§ **TEXTE FOURNI**:
┏━━

Un tueur en série qui ne fait pas vraiment peur, une traque dans une Irlande de carte postale, un ouvrage rapide à lire du haut de ses cinquante chapitres (pour moins de 400 pages), une histoire d’amour insignifiante et inutile, ce roman a un nom : la médiocrité. Sans doute l’antagoniste principal a trompé la mort, mais l’auteure n’a pas trompé l’ennui du félin.
Il était une fois…
Yann Morlaix, ancien libraire ayant tué quelques personnes en France, avait été laissé pour mort suite à un effondrement lors de ses recherches. Cependant le mecton est vivant et s’est réfugié en Irlande où il fait coursier pour la pègre locale – en plus de buter quelques jeunes Irlandaises aux prénoms celtiques. Et lorsque des échantillons ADN prélevés sur une des victimes le confondent, la PJ de Paris et les collègues irlandais sentent le vent du boulet passer au-dessus de leurs têtes.
Critique de Tromper la mort
Qu’est-ce que j’ai pu bailler. Rien que la double narration première personne avec le gentil policier / narrateur omniscient qui se met dans la tête d’un tueur (qui l’est devenu à la suite d’une mauvaise chute dans sa jeunesse) est lourde à suivre. Que dire en outre de tous ces personnages impossibles à se représenter et dont certains auraient pu être interchangeables ? Tout ceci manque de sérieux et de profondeur, à un tel point que Le Tigre est infoutu de vous susurrer le nom du personnage principal. Et je n’ai pas commencé à évoquer le scénario.

┗━━

§ **LISTING PRÉSENTÉ**:

┏━━

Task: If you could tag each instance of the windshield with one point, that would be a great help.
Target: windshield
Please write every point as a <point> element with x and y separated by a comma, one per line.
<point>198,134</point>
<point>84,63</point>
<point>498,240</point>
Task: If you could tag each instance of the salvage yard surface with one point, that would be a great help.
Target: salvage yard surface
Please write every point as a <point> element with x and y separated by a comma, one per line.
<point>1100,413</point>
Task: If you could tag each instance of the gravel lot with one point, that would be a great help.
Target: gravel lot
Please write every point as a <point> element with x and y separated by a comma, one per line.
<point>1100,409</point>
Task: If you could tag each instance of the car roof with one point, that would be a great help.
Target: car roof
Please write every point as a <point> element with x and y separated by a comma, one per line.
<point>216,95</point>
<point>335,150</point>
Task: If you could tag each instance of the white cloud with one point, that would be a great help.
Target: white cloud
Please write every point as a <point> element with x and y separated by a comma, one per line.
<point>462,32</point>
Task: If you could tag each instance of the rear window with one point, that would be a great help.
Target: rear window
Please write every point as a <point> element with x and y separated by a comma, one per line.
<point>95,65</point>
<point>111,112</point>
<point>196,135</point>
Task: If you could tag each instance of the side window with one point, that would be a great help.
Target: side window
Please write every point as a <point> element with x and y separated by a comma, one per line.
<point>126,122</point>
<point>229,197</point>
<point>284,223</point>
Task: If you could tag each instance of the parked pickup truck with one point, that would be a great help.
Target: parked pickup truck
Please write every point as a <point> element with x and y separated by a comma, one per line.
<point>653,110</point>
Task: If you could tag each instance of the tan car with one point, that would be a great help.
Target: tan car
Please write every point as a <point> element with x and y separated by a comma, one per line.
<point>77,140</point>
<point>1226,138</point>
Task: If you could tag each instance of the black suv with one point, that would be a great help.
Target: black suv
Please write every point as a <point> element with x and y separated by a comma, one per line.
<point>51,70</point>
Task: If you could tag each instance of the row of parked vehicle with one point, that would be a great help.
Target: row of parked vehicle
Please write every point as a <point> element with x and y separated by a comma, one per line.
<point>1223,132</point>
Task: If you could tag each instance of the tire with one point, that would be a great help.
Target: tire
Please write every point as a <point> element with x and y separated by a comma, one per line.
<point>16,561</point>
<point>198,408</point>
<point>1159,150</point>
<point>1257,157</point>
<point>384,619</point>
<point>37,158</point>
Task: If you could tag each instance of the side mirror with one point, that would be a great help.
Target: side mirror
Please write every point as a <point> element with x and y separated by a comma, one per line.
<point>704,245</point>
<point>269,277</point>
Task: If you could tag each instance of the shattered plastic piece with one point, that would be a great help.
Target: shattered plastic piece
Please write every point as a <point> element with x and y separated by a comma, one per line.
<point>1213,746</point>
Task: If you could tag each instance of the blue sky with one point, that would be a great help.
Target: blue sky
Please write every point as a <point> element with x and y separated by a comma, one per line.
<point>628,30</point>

┗━━

§ **CONSIGNE ÉCRITE**: Rédigez la suite de la critique du roman Tromper la mort, en reprenant juste après sa dernière phrase.

§ **RÉPONSE ÉCRITE**:
D’une part, on aurait dit que l’écrivaine voulait à tout prix caser les thèmes classiques d’un thriller avec ce qu’il faut comme suspense salement dosé (alternance entre l’enquête et les pérégrinations du méchant) tout en assurant un happy ending aussi improbable que décevant. Maryse R. s’est même fendue d’une histoire d’amour qui ne sert strictement à rien avec la belle brune Alexia. Alors que le héros sort fréquente déjà une certaine Bérangère, ce personnage étant au passage aussi vivant qu’un marcassin écrasé sur le bord de l’autoroute,
D’autre part, il y a une ambiance qui se veut mystérieuse en mode « brume irlandaise » saupoudrée de références moyenâgeuses relativement triviales. Hélas, cent fois hélas, la mayonnaise ne prend pas : Tromper la mort se lit trop vite et les chapitres sont trop nombreux pour qu’une certaine ambiance s’installe, du coup les métaphores (de piètre qualité en outre) tombent à plat. L’immersion étant faible, le lecteur aura un certain mal à prendre l’enquête au sérieux, que les protagonistes crèvent la gueule ouverte ne m’aurait pas plus bouleversé que ça.
Je crois savoir ce qui cloche dans ce roman. Celui-ci a été « proclamé » (oui c’est le terme utilisé) au Prix du Quai des Orfèvres 2015. Je n’ai rien contre ce prix qui a le mérite du vote anonyme (assez rare), toutefois il semble que le réalisme policier a été ici plus récompensé que les qualités littéraires – sans compter que, niveau crédibilité, j’ai plus d’une fois toussé. Enfin, lorsque des flics/magistrats décernent un prix, ne vous attendez pas à voir des policiers fumer/boire au boulot, encore moins prendre quelques libertés avec la loi. Ce qui les rend aussi lisses que leurs pantalons qu’on imagine trop bien repassés.
Thèmes abordés (du moins selon Le Tigre)
Voici les dernières phrases du quatrième de couverture :
Maryse Rivière est habitée par l’histoire douloureuse et généreuse de l’Irlande. Elle maîtrise les procédures de coopération internationale entre polices.
Ha ha, voilà qu’on me prémâche mes thèmes.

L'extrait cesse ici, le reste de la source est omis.